◆ Exercises to complete
[1] Print the stretch of the picoquicdemo excerpt from "Connection_duration_sec: 4.425348" through "command line arguments.".
[2] According to the picoquicdemo excerpt, why is it still worth keeping some logging during performance measurements, even though writing logs slows the program down?
[3] Can you go on with the picoquicdemo excerpt from where it stops?

╭─ Extract provided

Examples of scenarios could be:

batch_scenario = "=b1:*1:397:1000000;"
datagram_scenario = "=a1:d50:n250:100;"
media_scenario = "=v1:s30:n150:2000:G30:I20000;"
multimedia_scenario = "=a1:d50:p2:S:n250:80; \
     = vlow: s30 :p4:S:n150 : 3750 : G30 : I37500; \
     = vmid: s30 :p6:S:n150 : 6250 : G30 : I62500 : D250000; \
     = vhi: s30 :p8:S: n150 : 12500 : G150 : I125000 : D250000;"
parallel_multimedia_scenario= "=a1:d50:p2:S:n250:80; \
     = vlow:*3:s30 :p4:S:n150 : 3750 : G30 : I37500; \
     = vmid:*3:s30 :p6:S:n150 : 6250 : G30 : I62500 : D300000; \
     = vhi:*3 : s30 :p8:S: n150 : 12500 : G150 : I125000 : D250000;"

To run the "perf" protocol and run a basic test scenario, do:

.\picoquicdemo -a perf test.privateoctopus.com 4433 "*1:397:5000000;"

When used as a client, the program will display statistics, e.g.:

Connection_duration_sec: 4.425348
Nb_transactions: 10000
Upload_bytes: 1000000
Download_bytes: 1000000
TPS: 2259.709293
Upload_Mbps: 1.807767
Download_Mbps: 1.807767

For more detailed statistics, or for gathering statistics on servers, picoquicdemo can provide performance logs, see {{performance logs}}.

There are lots of other arguments in picoquicdemo, but you probably don't need them for running quicperf, although you may consider collecting quic logs using the -q option when debugging. Also, the "-h" option will produce a list of command line arguments.

    .\picoquicdemo -h

Performance logs

When doing performance measurements, the natural instinct is to turn off all logging, because writing logs slows down the program execution. On the other hand, it is very useful to have at least some logging, in order to understand what changes from run to run, and what might affected performance. The performance logs are designed to minimize the interference. The data is written to disk at the end of the connection. If the performance test involves multiple simultaneous connections, the server will keep the data in memory and write it to disk when all connections are complete.

╰─
╭─ Supplied material

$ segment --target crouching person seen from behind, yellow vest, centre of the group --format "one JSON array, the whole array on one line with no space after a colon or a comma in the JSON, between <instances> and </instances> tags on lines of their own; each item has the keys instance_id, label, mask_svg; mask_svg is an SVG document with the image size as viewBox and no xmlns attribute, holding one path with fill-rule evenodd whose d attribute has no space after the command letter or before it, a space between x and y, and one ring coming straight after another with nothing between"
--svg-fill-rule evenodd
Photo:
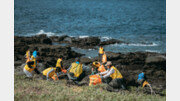
<instances>
[{"instance_id":1,"label":"crouching person seen from behind, yellow vest, centre of the group","mask_svg":"<svg viewBox=\"0 0 180 101\"><path fill-rule=\"evenodd\" d=\"M75 62L73 62L71 66L67 69L68 71L67 76L69 80L81 81L85 77L83 68L84 67L83 64L80 62L80 59L76 58Z\"/></svg>"}]
</instances>

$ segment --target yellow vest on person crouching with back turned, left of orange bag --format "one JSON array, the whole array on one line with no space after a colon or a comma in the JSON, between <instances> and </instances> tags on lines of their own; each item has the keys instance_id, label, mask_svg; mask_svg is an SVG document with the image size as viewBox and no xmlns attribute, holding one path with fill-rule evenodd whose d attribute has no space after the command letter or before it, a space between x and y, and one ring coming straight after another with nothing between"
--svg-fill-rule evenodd
<instances>
[{"instance_id":1,"label":"yellow vest on person crouching with back turned, left of orange bag","mask_svg":"<svg viewBox=\"0 0 180 101\"><path fill-rule=\"evenodd\" d=\"M82 64L72 63L70 72L74 73L75 77L79 77L79 75L83 72Z\"/></svg>"}]
</instances>

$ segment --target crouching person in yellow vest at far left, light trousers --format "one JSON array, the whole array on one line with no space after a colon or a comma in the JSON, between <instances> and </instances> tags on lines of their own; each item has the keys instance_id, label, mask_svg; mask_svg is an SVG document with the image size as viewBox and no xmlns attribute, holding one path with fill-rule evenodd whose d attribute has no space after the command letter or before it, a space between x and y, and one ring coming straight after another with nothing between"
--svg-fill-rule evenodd
<instances>
[{"instance_id":1,"label":"crouching person in yellow vest at far left, light trousers","mask_svg":"<svg viewBox=\"0 0 180 101\"><path fill-rule=\"evenodd\" d=\"M26 74L27 77L32 77L32 71L35 71L37 74L40 74L38 69L36 68L36 62L39 61L38 59L36 61L29 60L26 65L24 66L24 73Z\"/></svg>"}]
</instances>

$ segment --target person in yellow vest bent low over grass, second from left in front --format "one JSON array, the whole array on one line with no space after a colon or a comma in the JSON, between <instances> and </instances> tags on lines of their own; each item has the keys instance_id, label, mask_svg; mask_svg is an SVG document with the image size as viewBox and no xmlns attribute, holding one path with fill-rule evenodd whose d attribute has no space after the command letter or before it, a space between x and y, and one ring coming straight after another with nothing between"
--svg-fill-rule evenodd
<instances>
[{"instance_id":1,"label":"person in yellow vest bent low over grass, second from left in front","mask_svg":"<svg viewBox=\"0 0 180 101\"><path fill-rule=\"evenodd\" d=\"M46 78L46 80L52 80L53 76L56 76L56 79L58 80L58 76L57 76L57 68L55 67L49 67L46 68L45 70L43 70L42 74L43 74L43 79Z\"/></svg>"}]
</instances>

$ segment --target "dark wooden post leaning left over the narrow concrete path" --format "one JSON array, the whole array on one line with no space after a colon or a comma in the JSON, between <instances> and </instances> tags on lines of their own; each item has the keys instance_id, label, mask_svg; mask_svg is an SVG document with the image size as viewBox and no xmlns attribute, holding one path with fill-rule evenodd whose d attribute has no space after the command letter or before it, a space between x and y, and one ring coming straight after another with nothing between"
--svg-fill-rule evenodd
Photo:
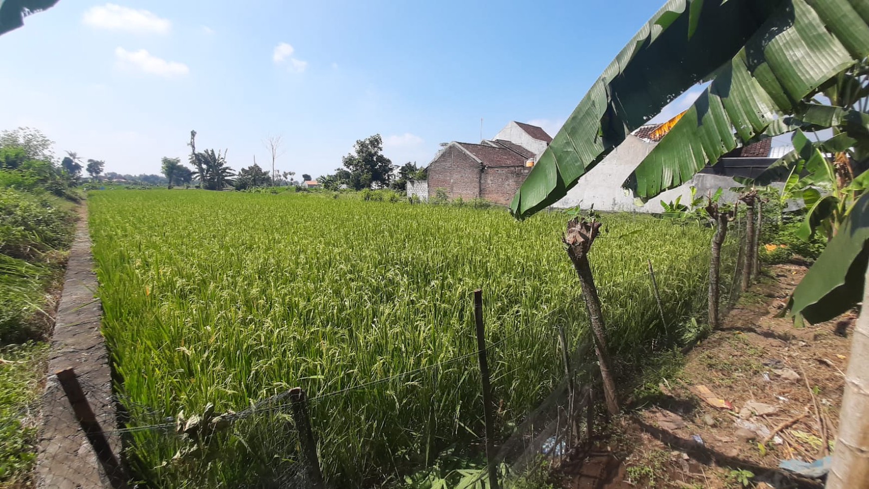
<instances>
[{"instance_id":1,"label":"dark wooden post leaning left over the narrow concrete path","mask_svg":"<svg viewBox=\"0 0 869 489\"><path fill-rule=\"evenodd\" d=\"M94 448L96 459L106 472L109 484L115 489L128 489L123 467L118 462L115 453L112 452L109 439L103 433L103 427L96 420L96 415L90 407L88 398L84 395L82 385L78 383L75 369L67 368L55 373L55 375L63 387L63 393L70 400L70 406L72 406L72 412L76 414L78 424L82 426L85 436L90 441L90 446Z\"/></svg>"}]
</instances>

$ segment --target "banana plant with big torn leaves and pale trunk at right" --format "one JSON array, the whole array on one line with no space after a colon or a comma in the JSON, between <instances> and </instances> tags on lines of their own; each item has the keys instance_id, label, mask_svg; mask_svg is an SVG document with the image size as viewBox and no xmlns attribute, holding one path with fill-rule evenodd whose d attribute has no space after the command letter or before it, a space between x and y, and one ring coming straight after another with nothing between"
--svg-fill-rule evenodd
<instances>
[{"instance_id":1,"label":"banana plant with big torn leaves and pale trunk at right","mask_svg":"<svg viewBox=\"0 0 869 489\"><path fill-rule=\"evenodd\" d=\"M631 131L707 80L712 83L693 107L622 184L640 198L678 187L740 145L795 129L834 127L833 140L813 149L826 143L862 155L869 149L866 103L847 105L836 95L867 93L865 77L853 74L866 56L866 0L670 0L582 98L510 210L522 219L557 202ZM862 297L869 194L858 195L851 195L851 212L839 213L839 232L794 291L789 308L796 320L838 314ZM869 311L854 337L827 482L835 489L862 486L869 474Z\"/></svg>"}]
</instances>

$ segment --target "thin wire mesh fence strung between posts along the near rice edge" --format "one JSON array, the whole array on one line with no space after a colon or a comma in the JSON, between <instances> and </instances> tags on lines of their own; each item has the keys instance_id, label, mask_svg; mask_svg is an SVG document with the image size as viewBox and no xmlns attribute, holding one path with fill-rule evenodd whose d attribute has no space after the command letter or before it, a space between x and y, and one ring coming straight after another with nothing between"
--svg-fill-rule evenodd
<instances>
[{"instance_id":1,"label":"thin wire mesh fence strung between posts along the near rice edge","mask_svg":"<svg viewBox=\"0 0 869 489\"><path fill-rule=\"evenodd\" d=\"M739 296L745 259L744 235L740 223L736 224L722 249L724 311ZM629 377L632 368L650 355L684 347L705 333L708 264L708 252L673 266L691 270L690 274L673 274L649 261L647 271L599 284L607 317L630 318L607 324L607 336L612 338L608 347L621 376ZM633 295L626 297L626 290ZM588 449L603 410L599 366L587 324L577 294L573 301L521 327L508 332L495 329L487 335L495 409L488 436L496 442L488 464L497 468L503 486L577 459ZM541 369L536 392L513 393L517 369L528 365L521 359L526 353L503 346L517 338L536 342L551 353L545 362L535 364ZM123 440L127 447L121 451L112 442L109 454L96 450L97 459L110 455L120 467L102 464L103 474L108 474L103 486L421 488L441 482L443 487L492 486L486 470L483 396L471 396L474 402L468 403L467 396L454 392L459 380L480 384L480 353L470 350L373 380L336 382L334 388L310 397L288 389L237 411L218 412L209 406L197 413L163 413L119 399L123 408L116 420L101 413L93 420L97 427L119 421L121 427L100 433L109 440ZM89 387L84 382L85 397ZM430 402L409 403L410 392L426 393ZM507 403L508 399L514 402ZM354 419L348 414L366 405L402 415L395 416L395 423L354 432L360 433L358 439L339 436L346 431L342 425ZM76 419L85 426L81 416ZM85 432L83 427L77 436L91 439ZM150 453L149 459L163 463L149 464L140 453ZM375 459L388 464L358 477L337 468L368 467Z\"/></svg>"}]
</instances>

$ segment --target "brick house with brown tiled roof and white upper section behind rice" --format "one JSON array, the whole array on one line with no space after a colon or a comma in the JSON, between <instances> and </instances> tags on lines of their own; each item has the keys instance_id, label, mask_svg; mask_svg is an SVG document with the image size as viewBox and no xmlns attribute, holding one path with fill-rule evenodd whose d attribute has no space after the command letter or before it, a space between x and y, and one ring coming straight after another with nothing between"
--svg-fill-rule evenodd
<instances>
[{"instance_id":1,"label":"brick house with brown tiled roof and white upper section behind rice","mask_svg":"<svg viewBox=\"0 0 869 489\"><path fill-rule=\"evenodd\" d=\"M542 128L510 122L493 139L479 144L442 144L428 164L428 181L415 182L411 192L421 194L424 184L428 199L441 190L450 199L484 199L507 205L549 142L552 137Z\"/></svg>"}]
</instances>

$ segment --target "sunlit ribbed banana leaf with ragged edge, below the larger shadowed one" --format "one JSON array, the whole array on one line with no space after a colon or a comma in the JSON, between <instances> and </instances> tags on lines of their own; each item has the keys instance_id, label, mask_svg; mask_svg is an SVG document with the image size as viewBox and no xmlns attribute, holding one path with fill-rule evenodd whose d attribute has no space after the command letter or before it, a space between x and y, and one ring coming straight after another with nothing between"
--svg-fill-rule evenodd
<instances>
[{"instance_id":1,"label":"sunlit ribbed banana leaf with ragged edge, below the larger shadowed one","mask_svg":"<svg viewBox=\"0 0 869 489\"><path fill-rule=\"evenodd\" d=\"M689 181L755 138L830 127L845 110L802 102L869 55L866 0L788 1L746 43L625 186L641 199ZM862 10L862 11L859 11ZM838 110L837 110L838 109Z\"/></svg>"}]
</instances>

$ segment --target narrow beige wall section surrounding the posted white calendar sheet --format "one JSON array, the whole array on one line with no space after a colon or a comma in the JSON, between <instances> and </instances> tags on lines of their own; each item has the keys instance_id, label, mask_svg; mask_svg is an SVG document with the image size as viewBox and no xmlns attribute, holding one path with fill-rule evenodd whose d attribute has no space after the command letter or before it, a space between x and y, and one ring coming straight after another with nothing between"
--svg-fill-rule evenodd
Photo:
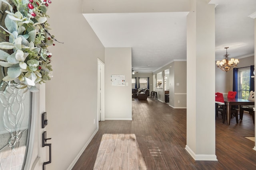
<instances>
[{"instance_id":1,"label":"narrow beige wall section surrounding the posted white calendar sheet","mask_svg":"<svg viewBox=\"0 0 256 170\"><path fill-rule=\"evenodd\" d=\"M124 64L125 63L125 64ZM132 48L105 49L105 119L132 120ZM125 76L125 86L112 86L111 75Z\"/></svg>"}]
</instances>

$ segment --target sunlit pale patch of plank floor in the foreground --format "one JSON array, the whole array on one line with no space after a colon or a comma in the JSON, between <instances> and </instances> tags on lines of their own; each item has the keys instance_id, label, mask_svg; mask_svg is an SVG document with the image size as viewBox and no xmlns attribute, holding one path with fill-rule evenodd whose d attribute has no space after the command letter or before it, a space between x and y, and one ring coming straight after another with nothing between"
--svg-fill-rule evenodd
<instances>
[{"instance_id":1,"label":"sunlit pale patch of plank floor in the foreground","mask_svg":"<svg viewBox=\"0 0 256 170\"><path fill-rule=\"evenodd\" d=\"M144 155L143 149L138 146L135 134L104 134L94 169L146 170Z\"/></svg>"}]
</instances>

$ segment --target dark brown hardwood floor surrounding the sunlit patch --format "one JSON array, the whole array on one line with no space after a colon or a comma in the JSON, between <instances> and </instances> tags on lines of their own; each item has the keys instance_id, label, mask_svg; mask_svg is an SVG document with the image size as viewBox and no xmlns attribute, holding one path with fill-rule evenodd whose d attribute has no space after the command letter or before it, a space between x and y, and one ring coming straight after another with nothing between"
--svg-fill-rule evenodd
<instances>
[{"instance_id":1,"label":"dark brown hardwood floor surrounding the sunlit patch","mask_svg":"<svg viewBox=\"0 0 256 170\"><path fill-rule=\"evenodd\" d=\"M242 121L230 125L216 119L216 156L218 161L195 161L185 150L186 109L173 109L162 102L132 101L132 121L101 121L99 130L80 156L73 170L100 167L96 157L104 134L135 134L148 170L254 170L254 142L244 136L254 136L252 117L244 113ZM110 160L111 161L111 160ZM105 170L104 168L102 168ZM109 168L111 169L111 168ZM115 168L112 168L115 170ZM121 166L116 169L129 169Z\"/></svg>"}]
</instances>

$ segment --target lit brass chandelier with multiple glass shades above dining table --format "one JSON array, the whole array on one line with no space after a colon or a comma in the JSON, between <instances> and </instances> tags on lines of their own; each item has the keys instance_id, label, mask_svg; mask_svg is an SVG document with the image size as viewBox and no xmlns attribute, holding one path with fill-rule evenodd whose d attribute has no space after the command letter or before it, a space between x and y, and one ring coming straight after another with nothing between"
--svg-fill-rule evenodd
<instances>
[{"instance_id":1,"label":"lit brass chandelier with multiple glass shades above dining table","mask_svg":"<svg viewBox=\"0 0 256 170\"><path fill-rule=\"evenodd\" d=\"M225 47L226 49L226 54L223 55L223 60L222 61L217 61L217 67L220 68L222 71L226 71L228 72L229 70L231 70L232 68L236 67L237 63L239 63L238 59L230 59L229 57L230 54L228 54L228 47Z\"/></svg>"}]
</instances>

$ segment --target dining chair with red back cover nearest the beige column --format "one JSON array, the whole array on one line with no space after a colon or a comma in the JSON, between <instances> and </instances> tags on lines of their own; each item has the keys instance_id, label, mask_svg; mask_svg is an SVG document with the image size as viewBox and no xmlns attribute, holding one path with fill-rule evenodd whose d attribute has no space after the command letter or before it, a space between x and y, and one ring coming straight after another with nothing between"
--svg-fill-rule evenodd
<instances>
[{"instance_id":1,"label":"dining chair with red back cover nearest the beige column","mask_svg":"<svg viewBox=\"0 0 256 170\"><path fill-rule=\"evenodd\" d=\"M224 102L222 93L215 93L215 119L218 116L218 112L222 115L222 123L225 123L226 115L227 115L227 107ZM231 114L236 117L236 123L238 123L238 110L231 108Z\"/></svg>"}]
</instances>

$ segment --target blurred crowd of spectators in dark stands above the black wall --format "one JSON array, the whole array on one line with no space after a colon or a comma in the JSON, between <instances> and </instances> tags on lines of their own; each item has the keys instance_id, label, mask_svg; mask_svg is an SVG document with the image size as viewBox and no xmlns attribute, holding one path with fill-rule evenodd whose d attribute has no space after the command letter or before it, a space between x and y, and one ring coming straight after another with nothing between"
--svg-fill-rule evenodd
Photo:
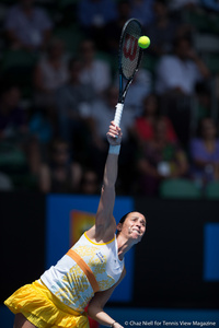
<instances>
[{"instance_id":1,"label":"blurred crowd of spectators in dark stands above the black wall","mask_svg":"<svg viewBox=\"0 0 219 328\"><path fill-rule=\"evenodd\" d=\"M1 1L0 190L100 192L130 17L151 45L125 102L117 192L219 180L219 45L198 43L219 43L218 13L214 0Z\"/></svg>"}]
</instances>

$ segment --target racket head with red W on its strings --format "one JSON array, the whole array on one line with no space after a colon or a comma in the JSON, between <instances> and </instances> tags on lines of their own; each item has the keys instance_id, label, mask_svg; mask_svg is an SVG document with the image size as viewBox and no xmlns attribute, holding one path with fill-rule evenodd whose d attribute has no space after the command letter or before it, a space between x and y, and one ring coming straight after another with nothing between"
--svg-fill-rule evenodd
<instances>
[{"instance_id":1,"label":"racket head with red W on its strings","mask_svg":"<svg viewBox=\"0 0 219 328\"><path fill-rule=\"evenodd\" d=\"M134 78L138 70L142 49L138 46L138 39L142 35L141 24L136 19L128 20L122 31L118 52L119 73L127 80Z\"/></svg>"}]
</instances>

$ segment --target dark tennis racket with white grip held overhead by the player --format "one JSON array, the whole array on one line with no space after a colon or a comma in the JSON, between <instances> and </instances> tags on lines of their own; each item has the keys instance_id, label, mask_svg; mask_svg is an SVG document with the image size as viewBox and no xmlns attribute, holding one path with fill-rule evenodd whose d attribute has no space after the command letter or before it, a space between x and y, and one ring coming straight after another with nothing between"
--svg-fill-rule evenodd
<instances>
[{"instance_id":1,"label":"dark tennis racket with white grip held overhead by the player","mask_svg":"<svg viewBox=\"0 0 219 328\"><path fill-rule=\"evenodd\" d=\"M138 71L142 49L138 39L142 35L141 24L136 19L128 20L122 31L118 50L119 92L114 121L119 127L123 115L124 102L135 73ZM126 85L124 87L124 80Z\"/></svg>"}]
</instances>

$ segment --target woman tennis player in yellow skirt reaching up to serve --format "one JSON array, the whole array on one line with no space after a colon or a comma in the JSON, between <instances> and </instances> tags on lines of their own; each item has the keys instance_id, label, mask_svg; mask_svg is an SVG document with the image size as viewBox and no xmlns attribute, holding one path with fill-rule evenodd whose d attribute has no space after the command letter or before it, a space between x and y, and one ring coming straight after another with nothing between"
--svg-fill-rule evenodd
<instances>
[{"instance_id":1,"label":"woman tennis player in yellow skirt reaching up to serve","mask_svg":"<svg viewBox=\"0 0 219 328\"><path fill-rule=\"evenodd\" d=\"M146 231L139 212L113 216L122 130L111 122L101 199L95 224L41 279L15 291L4 304L15 314L14 328L89 328L88 315L104 326L122 328L104 305L125 277L125 254ZM115 234L117 229L117 234Z\"/></svg>"}]
</instances>

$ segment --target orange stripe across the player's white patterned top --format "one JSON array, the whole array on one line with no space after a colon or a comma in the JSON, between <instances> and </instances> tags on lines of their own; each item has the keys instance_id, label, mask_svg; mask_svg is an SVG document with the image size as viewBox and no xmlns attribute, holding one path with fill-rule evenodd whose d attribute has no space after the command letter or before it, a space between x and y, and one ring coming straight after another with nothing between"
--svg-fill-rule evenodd
<instances>
[{"instance_id":1,"label":"orange stripe across the player's white patterned top","mask_svg":"<svg viewBox=\"0 0 219 328\"><path fill-rule=\"evenodd\" d=\"M94 293L96 293L100 290L99 283L92 270L89 268L89 266L84 262L84 260L80 257L80 255L78 255L78 253L76 253L73 249L69 249L67 255L70 256L77 262L77 265L81 268L81 270L83 270Z\"/></svg>"}]
</instances>

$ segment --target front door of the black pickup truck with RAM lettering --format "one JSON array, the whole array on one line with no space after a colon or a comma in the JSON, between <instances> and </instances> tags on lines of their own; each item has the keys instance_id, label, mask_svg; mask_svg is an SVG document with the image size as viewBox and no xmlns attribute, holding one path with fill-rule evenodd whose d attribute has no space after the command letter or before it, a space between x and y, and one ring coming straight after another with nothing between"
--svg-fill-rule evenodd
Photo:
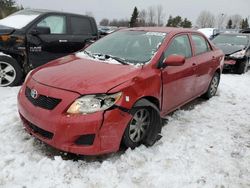
<instances>
[{"instance_id":1,"label":"front door of the black pickup truck with RAM lettering","mask_svg":"<svg viewBox=\"0 0 250 188\"><path fill-rule=\"evenodd\" d=\"M71 35L68 33L66 15L46 15L39 19L31 30L36 27L48 27L50 34L27 34L28 57L33 68L71 53L68 43Z\"/></svg>"}]
</instances>

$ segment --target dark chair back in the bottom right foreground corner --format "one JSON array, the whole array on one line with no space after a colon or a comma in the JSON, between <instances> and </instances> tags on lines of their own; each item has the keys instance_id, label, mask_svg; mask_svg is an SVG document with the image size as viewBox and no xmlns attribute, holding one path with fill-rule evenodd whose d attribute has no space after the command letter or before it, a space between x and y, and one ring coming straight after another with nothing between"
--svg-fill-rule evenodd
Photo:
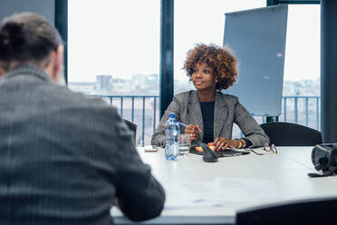
<instances>
[{"instance_id":1,"label":"dark chair back in the bottom right foreground corner","mask_svg":"<svg viewBox=\"0 0 337 225\"><path fill-rule=\"evenodd\" d=\"M337 197L288 201L239 210L236 225L336 224L336 209Z\"/></svg>"}]
</instances>

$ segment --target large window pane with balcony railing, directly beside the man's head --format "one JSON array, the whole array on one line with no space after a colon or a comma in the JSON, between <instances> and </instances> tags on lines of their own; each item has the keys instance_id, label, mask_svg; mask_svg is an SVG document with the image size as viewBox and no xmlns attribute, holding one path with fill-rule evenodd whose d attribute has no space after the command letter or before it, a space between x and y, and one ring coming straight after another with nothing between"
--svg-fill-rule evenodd
<instances>
[{"instance_id":1,"label":"large window pane with balcony railing, directly beside the man's head","mask_svg":"<svg viewBox=\"0 0 337 225\"><path fill-rule=\"evenodd\" d=\"M138 125L137 142L149 142L158 120L159 99L149 96L159 95L160 1L71 0L68 11L69 87L112 96L105 99Z\"/></svg>"}]
</instances>

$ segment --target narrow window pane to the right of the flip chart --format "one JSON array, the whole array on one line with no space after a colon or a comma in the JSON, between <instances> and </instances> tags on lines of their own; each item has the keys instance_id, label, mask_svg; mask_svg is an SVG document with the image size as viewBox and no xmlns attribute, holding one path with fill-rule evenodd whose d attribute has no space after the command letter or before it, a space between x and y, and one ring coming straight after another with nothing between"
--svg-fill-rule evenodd
<instances>
[{"instance_id":1,"label":"narrow window pane to the right of the flip chart","mask_svg":"<svg viewBox=\"0 0 337 225\"><path fill-rule=\"evenodd\" d=\"M321 6L289 5L280 121L320 130ZM291 97L290 97L291 96Z\"/></svg>"}]
</instances>

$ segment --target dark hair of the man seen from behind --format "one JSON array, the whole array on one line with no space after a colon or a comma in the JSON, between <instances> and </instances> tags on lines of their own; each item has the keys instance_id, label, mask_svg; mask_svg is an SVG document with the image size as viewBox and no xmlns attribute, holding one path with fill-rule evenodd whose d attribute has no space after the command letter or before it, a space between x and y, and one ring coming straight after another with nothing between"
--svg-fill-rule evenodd
<instances>
[{"instance_id":1,"label":"dark hair of the man seen from behind","mask_svg":"<svg viewBox=\"0 0 337 225\"><path fill-rule=\"evenodd\" d=\"M39 15L10 15L0 25L0 63L42 64L60 44L53 25Z\"/></svg>"}]
</instances>

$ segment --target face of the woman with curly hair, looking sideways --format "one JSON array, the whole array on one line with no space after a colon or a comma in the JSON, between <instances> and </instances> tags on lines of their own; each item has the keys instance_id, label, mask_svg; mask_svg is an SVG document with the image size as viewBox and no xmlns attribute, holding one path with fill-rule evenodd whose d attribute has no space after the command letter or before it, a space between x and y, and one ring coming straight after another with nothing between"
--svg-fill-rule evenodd
<instances>
[{"instance_id":1,"label":"face of the woman with curly hair, looking sideways","mask_svg":"<svg viewBox=\"0 0 337 225\"><path fill-rule=\"evenodd\" d=\"M212 68L205 63L196 65L195 71L192 73L192 82L197 91L214 92L216 90L216 80Z\"/></svg>"}]
</instances>

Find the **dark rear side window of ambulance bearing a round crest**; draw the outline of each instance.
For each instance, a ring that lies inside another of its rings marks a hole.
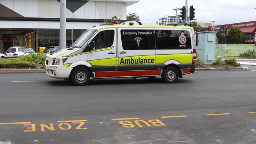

╰─

◆ Responses to the exercise
[1]
Connection_duration_sec: 4.425348
Nb_transactions: 10000
Upload_bytes: 1000000
Download_bytes: 1000000
TPS: 2259.709293
Upload_Mbps: 1.807767
Download_Mbps: 1.807767

For more detailed statistics, or for gathering statistics on servers, picoquicdemo can provide performance logs, see {{performance logs}}.

There are lots of other arguments in picoquicdemo, but you probably don't need them for running quicperf, although you may consider collecting quic logs using the -q option when debugging. Also, the "-h" option will produce a list of command line arguments.

[2] Some logging helps you understand what changes from run to run and what might have affected performance.

[3]
To produce the performance logs with picoquicdemo, use the argument -F as in:

.\picoquicdemo -k key.pem -c cert.pem -p 4433 -F server_log.csv
.\picoquicdemo -q client_log.csv -a perf test.privateoctopus.com 4433 "*1:397:5000000;"

The performance logs are formatted as CSV file, with the following columns:

  • Log_v: Performance log version
  • PQ_v: Picoquic version
  • Duration: Time from start to finish, seconds
  • Sent: Number of bytes sent
  • Received: Number of bytes received
  • Mpbs_S: Sending rate, Mbps
  • Mbps_R: Receive rate, Mbps
  • QUIC_v: QUIC version
  • ALPN: ALPN
  • CNX_ID: Initial connection ID (same for client and server)
  • T64: Start time, in 64 bit format, in microseconds
  • is_client: 1 if client, 0 if server
  • pkt_recv: Number of packets received
  • trains_s: Number of packet trains sent
  • t_short: Number of packet trains shorter than target
  • tb_cwin: Number of packet trains shorter because of CWIN
  • tb_pacing: Number of packet trains shorter because of pacing
  • tb_others: Number of packet trains shorter for other reasons
  • pkt_sent: Number of packets sent
  • retrans.: Number of packets retransmitted
  • spurious: Number of spurious retransmissions
  • delayed_ack_option: 1 if delayed ack negotiated, 0 otherwise
  • min_ack_delay_remote: Minimum ack delay set by peer (microsecond)
  • max_ack_delay_remote: Maximum ack delay set by peer (microsecond)
  • max_ack_gap_remote: Maximum ack gap set by peer
  • min_ack_delay_local: Minimum ack delay required from peer (microsecond)
  • max_ack_delay_local: Maximum ack delay required from peer (microsecond)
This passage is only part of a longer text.